* _Extrait choisi_
§

Je reviens dans cet article sur l'un des sujets que j'aborde plus longuement dans mon livre « Immortalité numérique ». L’une des clés de voûte de la thèse transhumanisme réside
dans l’accélération sans précédent du progrès technologique qui conduirait, à
courte échéance, à l’émergence d’une singularité technologique : une
superintelligence capable de s’améliorer elle-même et qui prendrait en mains l’avenir
de l’humanité.
Cette hypothèse repose essentiellement sur une extrapolation
de la loi de Moore, pour laquelle, grosso modo, la puissance de calcul de nos
ordinateurs doublerait tous les deux ans.
En positionnant sur un graphe à échelle logarithmique l’évolution de la
puissance des machines depuis l’apparition des premiers calculateurs, on se
rend compte que cela ressemble en effet bigrement au début d’une jolie fonction
exponentielle. En extrapolant, c’est-à-dire en traçant la suite de la courbe en
se basant sur la même progression, on obtient une fonction impressionnante
où la puissance d’un ordinateur dépasse
celle du cerveau humain vers 2030, puis celle de tous les humains de la planète
réunis vers 2045. Aux alentours de 2100, la courbe devient presque verticale
avec une puissance qui tend vers l’infini et au-delà, comme dirait Buzz l’éclair.

§

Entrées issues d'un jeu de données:
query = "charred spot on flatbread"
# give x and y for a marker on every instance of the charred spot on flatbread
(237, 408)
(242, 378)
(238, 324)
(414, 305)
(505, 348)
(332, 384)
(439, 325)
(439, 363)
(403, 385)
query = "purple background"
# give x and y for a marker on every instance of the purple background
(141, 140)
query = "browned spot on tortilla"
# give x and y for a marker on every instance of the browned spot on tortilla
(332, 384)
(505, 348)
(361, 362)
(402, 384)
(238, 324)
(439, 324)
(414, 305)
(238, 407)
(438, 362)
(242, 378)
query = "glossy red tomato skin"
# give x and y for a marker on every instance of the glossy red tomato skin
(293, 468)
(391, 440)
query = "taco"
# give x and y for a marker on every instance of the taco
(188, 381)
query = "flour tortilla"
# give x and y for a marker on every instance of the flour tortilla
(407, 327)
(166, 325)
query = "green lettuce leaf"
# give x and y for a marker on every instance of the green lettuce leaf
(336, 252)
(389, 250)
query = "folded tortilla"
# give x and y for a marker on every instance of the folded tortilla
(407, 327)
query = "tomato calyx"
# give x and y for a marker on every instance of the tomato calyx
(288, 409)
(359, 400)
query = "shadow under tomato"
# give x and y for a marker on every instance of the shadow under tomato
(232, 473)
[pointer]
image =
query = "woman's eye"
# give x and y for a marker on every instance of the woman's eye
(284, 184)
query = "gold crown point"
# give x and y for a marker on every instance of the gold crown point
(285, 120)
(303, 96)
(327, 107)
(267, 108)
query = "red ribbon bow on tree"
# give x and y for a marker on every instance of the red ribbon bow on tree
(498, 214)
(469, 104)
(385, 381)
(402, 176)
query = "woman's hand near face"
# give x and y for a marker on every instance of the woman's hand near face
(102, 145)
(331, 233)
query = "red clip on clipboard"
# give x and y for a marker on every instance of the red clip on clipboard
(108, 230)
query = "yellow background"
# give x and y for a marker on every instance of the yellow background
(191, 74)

§

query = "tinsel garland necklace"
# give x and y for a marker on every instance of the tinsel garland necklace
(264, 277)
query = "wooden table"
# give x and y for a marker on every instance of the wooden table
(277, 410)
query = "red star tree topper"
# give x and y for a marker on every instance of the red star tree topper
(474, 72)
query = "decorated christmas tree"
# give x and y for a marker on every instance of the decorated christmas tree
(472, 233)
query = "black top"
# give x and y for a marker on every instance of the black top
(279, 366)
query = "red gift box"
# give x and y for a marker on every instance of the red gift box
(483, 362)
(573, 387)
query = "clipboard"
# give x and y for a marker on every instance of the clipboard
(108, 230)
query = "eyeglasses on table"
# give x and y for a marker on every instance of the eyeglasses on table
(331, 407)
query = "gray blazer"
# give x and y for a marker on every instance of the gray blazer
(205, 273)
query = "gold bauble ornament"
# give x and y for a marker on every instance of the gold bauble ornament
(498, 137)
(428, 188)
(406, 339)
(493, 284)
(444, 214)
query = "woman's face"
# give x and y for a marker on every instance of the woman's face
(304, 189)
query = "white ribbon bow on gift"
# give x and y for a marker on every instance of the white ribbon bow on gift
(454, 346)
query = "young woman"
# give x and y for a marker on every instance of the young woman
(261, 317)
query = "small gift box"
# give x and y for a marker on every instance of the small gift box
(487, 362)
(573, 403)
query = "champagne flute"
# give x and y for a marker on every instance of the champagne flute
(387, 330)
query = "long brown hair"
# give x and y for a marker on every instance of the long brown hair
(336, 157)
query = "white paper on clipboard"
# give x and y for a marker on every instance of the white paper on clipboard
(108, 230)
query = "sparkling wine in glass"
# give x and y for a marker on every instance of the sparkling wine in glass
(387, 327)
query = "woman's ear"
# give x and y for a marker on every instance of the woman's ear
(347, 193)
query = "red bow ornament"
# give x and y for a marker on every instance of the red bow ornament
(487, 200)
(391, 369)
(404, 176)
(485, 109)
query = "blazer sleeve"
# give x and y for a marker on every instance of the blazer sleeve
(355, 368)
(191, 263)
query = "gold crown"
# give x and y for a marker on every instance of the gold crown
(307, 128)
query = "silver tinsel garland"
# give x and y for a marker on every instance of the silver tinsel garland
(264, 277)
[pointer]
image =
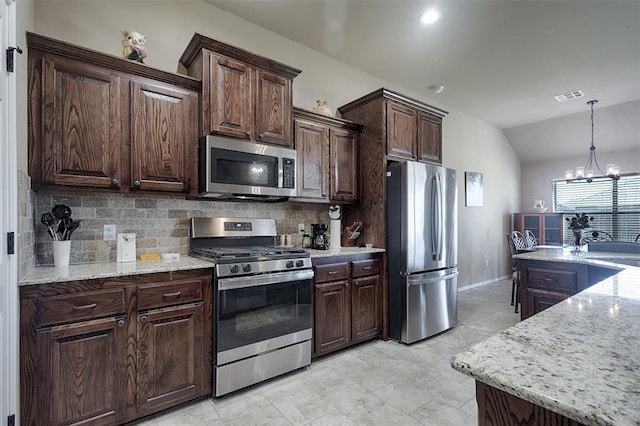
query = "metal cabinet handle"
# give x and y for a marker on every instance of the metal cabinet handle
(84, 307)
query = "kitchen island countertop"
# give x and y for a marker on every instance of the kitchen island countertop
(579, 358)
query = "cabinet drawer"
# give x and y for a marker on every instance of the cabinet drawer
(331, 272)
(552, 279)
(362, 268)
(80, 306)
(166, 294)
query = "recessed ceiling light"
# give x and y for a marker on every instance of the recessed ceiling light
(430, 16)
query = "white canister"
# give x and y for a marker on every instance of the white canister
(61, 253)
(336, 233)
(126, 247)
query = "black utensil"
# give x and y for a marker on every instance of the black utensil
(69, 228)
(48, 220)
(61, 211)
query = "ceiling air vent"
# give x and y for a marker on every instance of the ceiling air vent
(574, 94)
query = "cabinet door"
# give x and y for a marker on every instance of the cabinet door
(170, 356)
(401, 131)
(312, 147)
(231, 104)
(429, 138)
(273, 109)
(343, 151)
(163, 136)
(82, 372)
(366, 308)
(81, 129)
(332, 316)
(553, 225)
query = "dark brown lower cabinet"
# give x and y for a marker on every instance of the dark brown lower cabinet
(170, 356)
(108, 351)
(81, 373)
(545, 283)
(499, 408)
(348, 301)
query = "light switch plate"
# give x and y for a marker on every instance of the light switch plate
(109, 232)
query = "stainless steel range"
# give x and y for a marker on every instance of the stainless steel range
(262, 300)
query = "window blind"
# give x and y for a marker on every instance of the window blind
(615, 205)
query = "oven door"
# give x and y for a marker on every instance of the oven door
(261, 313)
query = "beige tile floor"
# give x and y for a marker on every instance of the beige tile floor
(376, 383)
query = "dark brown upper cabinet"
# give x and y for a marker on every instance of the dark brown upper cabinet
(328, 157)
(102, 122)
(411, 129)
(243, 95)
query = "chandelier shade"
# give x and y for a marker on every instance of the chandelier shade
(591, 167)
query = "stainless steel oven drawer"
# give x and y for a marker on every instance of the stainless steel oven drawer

§

* _Consignes_
a - Recopiez l'extrait sur la singularité technologique en commençant à « Je reviens dans » et en terminant à « de l’humanité. ».
b - Pour chacune des affirmations (i), (ii) et (iii), dites si elle concorde avec l'extrait sur la singularité technologique. Répondez par oui ou par non, en citant à l'identique les mots qui le montrent.
(i) La loi de Moore veut, en gros, que la puissance de calcul des ordinateurs double tous les deux ans.
(ii) D'après la courbe extrapolée, la puissance d'un ordinateur dépasse celle du cerveau humain vers 2045.
(iii) L'évolution de la puissance des machines est placée sur un graphe à échelle linéaire.
c - Écrivez la suite de l'extrait sur la singularité technologique à partir de sa dernière phrase.
Les entrées ne jouent aucun rôle ici.

* _Réponses par numéro_
a -
Je reviens dans cet article sur l'un des sujets que j'aborde plus longuement dans mon livre « Immortalité numérique ». L’une des clés de voûte de la thèse transhumanisme réside
dans l’accélération sans précédent du progrès technologique qui conduirait, à
courte échéance, à l’émergence d’une singularité technologique : une
superintelligence capable de s’améliorer elle-même et qui prendrait en mains l’avenir
de l’humanité.

b -
(i) Oui : « la puissance de calcul de nos ordinateurs doublerait tous les deux ans »
(ii) Non : « celle du cerveau humain vers 2030 »
(iii) Non : « sur un graphe à échelle logarithmique »

c -
La conséquence de cette hypothèse pour Ray Kurzweil et les
transhumanistes est donc évidente : très rapidement la puissance de calcul
sera telle qu’elle permettra à une intelligence artificielle (IA) d’atteindre
un niveau d’intelligence sans précédent et d’accéder à la conscience. Ensuite,
on ne sait plus trop ce qui se passerait, d’où la métaphore de la singularité
qui fait référence à l’horizon des événements d’un trou noir. Cela pourrait-être le début d’un scénario de science-fiction
(et cela l’a été avec plus ou moins de succès), mais beaucoup y croient
réellement jusqu’à devenir une sorte de prédiction quasi-religieuse qui échappe
à toute rationalité.
Dans le monde abstrait des mathématiques, un tel modèle
simple (pour ne pas dire simpliste) conduit à cette conclusion surprenante.
Toutefois, dans la réalité, une telle extrapolation ne tient pas la route une
seule seconde. Elle néglige en effet un
si grand nombre de paramètres, que cela en devient fascinant. Ainsi, pour ne
citer que les plus évidents, elle ne
tient absolument pas compte de l’énergie et des ressources nécessaires.
Pourtant, nous prenons conscience à quel point les ressources planétaires sont
limités. Elle ne tient pas compte non plus de l’aplatissement constatée depuis
plusieurs années de la fameuse loi de Moore. Elle ne tient pas compte encore du
fait que la puissance de calcul n’est pas l’intelligence. Elle ne tient pas
compte enfin de l’impact sur l’économie et la société, du rejet social qu’elle ne
manquerait pas de provoquer, etc. En
conclusion l’hypothèse de la singularité technologique est une expérience de
pensée intéressante, mais elle ne résiste pas à la complexité de la réalité.
À quoi ressemble alors la courbe de l’accroissement du
progrès technologique si ce n’est pas une exponentielle ?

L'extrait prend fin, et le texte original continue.